Description of the task |
Reproduce, word for word, every line starting at the line that contains "Task: Where can the blue plastic" and ending with the final line of the entries.

Materials provided |
* start *
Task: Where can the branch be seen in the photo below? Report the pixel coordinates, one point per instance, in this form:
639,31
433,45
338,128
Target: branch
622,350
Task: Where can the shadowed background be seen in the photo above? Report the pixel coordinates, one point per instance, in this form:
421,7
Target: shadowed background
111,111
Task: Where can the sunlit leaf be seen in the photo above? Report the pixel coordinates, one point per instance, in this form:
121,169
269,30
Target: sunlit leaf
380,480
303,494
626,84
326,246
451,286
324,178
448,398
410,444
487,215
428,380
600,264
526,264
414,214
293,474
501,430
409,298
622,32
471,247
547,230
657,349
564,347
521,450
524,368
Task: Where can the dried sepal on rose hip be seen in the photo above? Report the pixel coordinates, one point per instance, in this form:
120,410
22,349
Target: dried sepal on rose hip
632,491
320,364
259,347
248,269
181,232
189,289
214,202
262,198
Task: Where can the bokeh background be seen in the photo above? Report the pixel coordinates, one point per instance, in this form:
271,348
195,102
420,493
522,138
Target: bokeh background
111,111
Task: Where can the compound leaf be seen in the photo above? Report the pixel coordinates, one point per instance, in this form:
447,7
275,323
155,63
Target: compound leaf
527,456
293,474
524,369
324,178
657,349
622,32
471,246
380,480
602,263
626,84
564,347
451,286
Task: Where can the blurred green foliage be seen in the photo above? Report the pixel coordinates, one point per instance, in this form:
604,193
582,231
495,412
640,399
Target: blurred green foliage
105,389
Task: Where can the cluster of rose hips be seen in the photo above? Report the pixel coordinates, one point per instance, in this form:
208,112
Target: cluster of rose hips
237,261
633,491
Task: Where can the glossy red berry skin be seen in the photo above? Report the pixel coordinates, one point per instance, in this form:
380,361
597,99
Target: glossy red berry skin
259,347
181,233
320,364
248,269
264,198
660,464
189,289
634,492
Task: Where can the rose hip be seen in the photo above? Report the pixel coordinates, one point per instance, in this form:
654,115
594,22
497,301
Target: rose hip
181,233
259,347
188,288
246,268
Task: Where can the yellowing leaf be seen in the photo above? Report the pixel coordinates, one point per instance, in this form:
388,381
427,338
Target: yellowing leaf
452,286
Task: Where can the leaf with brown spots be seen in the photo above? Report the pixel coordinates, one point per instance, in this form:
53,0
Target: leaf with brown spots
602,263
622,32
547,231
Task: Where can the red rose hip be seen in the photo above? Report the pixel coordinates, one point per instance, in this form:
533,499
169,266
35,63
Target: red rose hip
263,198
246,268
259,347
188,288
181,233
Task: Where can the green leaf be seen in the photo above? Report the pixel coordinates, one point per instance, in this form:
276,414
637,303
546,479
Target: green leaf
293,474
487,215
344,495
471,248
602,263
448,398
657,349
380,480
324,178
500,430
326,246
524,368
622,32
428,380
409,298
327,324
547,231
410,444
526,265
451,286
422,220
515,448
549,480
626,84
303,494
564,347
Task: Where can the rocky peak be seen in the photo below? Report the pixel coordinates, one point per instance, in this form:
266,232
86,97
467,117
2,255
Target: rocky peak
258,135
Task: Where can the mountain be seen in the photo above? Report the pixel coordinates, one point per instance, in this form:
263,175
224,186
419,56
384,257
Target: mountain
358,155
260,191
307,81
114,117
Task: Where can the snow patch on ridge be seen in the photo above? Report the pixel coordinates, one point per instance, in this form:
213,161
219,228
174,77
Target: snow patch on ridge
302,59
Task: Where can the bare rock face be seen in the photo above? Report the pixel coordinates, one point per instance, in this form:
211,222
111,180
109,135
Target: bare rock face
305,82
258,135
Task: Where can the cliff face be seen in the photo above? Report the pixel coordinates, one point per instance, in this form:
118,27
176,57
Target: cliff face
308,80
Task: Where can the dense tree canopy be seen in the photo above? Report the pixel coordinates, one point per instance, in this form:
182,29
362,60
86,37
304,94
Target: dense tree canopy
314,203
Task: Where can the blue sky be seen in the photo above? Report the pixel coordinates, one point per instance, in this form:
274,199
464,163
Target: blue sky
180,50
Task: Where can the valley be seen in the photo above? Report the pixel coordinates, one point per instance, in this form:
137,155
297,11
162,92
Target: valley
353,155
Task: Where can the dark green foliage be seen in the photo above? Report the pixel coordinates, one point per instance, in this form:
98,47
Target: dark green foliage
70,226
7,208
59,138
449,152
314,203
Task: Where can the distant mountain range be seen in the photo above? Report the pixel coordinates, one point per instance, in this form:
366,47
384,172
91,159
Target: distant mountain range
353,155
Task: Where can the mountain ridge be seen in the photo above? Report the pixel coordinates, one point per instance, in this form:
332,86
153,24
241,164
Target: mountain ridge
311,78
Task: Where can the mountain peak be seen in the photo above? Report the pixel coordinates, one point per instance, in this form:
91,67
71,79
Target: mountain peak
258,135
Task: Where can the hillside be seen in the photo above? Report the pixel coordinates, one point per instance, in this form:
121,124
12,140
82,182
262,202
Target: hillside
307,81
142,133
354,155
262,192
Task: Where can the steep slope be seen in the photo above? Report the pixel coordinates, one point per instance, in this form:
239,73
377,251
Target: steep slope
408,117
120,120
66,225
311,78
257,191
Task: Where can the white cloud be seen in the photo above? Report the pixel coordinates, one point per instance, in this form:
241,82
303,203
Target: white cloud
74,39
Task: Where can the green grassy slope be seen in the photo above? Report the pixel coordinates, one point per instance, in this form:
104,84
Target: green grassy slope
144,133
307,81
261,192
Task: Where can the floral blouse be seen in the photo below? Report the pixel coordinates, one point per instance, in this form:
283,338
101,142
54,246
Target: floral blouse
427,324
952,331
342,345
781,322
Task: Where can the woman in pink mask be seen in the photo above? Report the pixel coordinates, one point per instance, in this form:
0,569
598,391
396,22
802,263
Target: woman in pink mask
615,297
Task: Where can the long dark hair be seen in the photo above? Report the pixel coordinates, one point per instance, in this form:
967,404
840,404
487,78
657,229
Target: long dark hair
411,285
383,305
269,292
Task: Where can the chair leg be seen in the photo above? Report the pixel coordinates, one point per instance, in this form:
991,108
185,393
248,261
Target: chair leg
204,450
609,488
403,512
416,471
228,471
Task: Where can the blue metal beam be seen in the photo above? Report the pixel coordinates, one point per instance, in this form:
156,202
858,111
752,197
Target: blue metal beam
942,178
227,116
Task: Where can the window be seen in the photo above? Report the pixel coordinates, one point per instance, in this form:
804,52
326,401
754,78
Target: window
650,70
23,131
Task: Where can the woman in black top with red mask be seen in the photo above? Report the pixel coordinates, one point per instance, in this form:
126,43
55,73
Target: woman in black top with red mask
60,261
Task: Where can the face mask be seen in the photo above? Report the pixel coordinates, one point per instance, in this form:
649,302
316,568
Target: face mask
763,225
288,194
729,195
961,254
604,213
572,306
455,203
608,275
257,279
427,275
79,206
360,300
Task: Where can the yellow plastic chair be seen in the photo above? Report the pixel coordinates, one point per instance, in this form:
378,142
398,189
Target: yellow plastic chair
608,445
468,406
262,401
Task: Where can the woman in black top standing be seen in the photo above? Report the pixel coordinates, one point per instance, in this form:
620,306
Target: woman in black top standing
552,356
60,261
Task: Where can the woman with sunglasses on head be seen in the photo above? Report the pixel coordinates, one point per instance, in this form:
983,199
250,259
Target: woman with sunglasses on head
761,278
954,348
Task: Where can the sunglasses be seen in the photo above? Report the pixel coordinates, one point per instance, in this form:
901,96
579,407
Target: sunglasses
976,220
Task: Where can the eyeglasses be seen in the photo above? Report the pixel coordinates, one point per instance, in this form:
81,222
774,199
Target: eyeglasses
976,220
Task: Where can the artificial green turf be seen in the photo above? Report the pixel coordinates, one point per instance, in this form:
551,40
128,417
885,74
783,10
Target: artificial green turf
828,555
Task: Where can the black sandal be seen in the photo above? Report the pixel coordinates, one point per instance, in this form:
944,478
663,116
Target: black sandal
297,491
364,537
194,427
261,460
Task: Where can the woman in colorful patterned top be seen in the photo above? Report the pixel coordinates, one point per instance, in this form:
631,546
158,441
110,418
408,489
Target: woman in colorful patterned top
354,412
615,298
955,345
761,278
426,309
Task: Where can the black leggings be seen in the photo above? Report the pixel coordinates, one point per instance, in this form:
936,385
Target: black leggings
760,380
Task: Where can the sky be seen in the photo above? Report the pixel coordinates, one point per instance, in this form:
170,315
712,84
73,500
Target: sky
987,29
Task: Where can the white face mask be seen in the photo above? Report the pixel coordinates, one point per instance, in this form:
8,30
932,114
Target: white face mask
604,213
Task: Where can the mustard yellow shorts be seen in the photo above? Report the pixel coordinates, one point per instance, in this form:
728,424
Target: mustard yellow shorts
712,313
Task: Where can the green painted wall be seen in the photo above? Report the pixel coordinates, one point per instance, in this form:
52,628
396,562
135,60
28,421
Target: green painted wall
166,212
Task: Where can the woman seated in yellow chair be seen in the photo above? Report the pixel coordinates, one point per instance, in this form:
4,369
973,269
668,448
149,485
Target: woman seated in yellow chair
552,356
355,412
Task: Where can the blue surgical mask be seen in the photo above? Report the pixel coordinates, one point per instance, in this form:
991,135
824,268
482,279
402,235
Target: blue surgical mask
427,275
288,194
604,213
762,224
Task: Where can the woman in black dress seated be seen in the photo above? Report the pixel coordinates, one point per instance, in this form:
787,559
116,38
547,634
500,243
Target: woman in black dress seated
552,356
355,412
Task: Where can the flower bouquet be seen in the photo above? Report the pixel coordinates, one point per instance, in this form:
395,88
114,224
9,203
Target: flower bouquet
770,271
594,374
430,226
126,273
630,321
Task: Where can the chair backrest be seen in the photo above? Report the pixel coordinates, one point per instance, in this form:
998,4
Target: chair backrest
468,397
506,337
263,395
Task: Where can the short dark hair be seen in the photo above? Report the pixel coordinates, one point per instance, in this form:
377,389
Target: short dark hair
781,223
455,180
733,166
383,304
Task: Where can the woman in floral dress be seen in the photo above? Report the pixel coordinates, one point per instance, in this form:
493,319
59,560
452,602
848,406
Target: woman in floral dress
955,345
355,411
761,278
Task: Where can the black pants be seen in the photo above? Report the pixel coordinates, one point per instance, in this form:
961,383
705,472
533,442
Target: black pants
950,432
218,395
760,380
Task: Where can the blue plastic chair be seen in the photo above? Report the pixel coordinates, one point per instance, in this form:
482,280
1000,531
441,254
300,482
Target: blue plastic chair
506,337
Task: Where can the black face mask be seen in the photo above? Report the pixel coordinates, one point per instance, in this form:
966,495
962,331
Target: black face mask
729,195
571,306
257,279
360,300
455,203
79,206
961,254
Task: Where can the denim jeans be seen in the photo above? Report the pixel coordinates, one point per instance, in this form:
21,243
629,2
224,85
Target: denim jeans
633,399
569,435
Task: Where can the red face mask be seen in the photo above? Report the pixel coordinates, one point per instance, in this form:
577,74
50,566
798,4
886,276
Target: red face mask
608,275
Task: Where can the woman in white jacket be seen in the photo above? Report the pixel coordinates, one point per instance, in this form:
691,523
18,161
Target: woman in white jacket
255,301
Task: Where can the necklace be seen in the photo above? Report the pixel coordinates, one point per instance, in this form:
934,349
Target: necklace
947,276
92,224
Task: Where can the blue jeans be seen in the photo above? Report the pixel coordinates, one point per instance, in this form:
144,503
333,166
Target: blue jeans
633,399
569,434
* end *
Exercise response |
Task: Where can the blue plastic chair be seen in the photo above? Report the pixel coordinates, one point per instance, in this form:
482,280
1000,531
441,254
300,482
Target: blue plastic chair
506,337
Task: Where can the black face mask be seen in the photo above? Report the pixel coordinates, one point per instance, in this form:
966,495
962,331
Target: black face mask
729,195
571,306
257,279
360,300
455,203
79,206
961,254
Task: Where can the denim jeans be seen in the photo above? Report the pixel coordinates, one point per instance, in this form:
21,243
629,2
224,85
Target: denim jeans
633,399
569,435
Task: Where can the red face mask be seen in the photo above? Report the pixel coordinates, one point per instance, in this form:
577,74
50,566
798,4
886,276
Target: red face mask
608,275
Task: Where can the woman in white jacket be seen in the photo above? Report the pixel coordinates, one point per instance, in this form:
691,523
18,161
Target: woman in white jacket
255,301
Task: Where can the necklace be seen in the photo above? Report the pixel coordinates, one point per instance, in this form:
934,349
Target: necklace
947,276
92,224
Task: Where can the blue jeans be seen in the photo above? Report the pixel coordinates, one point per instance, in this form:
144,503
333,166
Target: blue jeans
633,399
569,434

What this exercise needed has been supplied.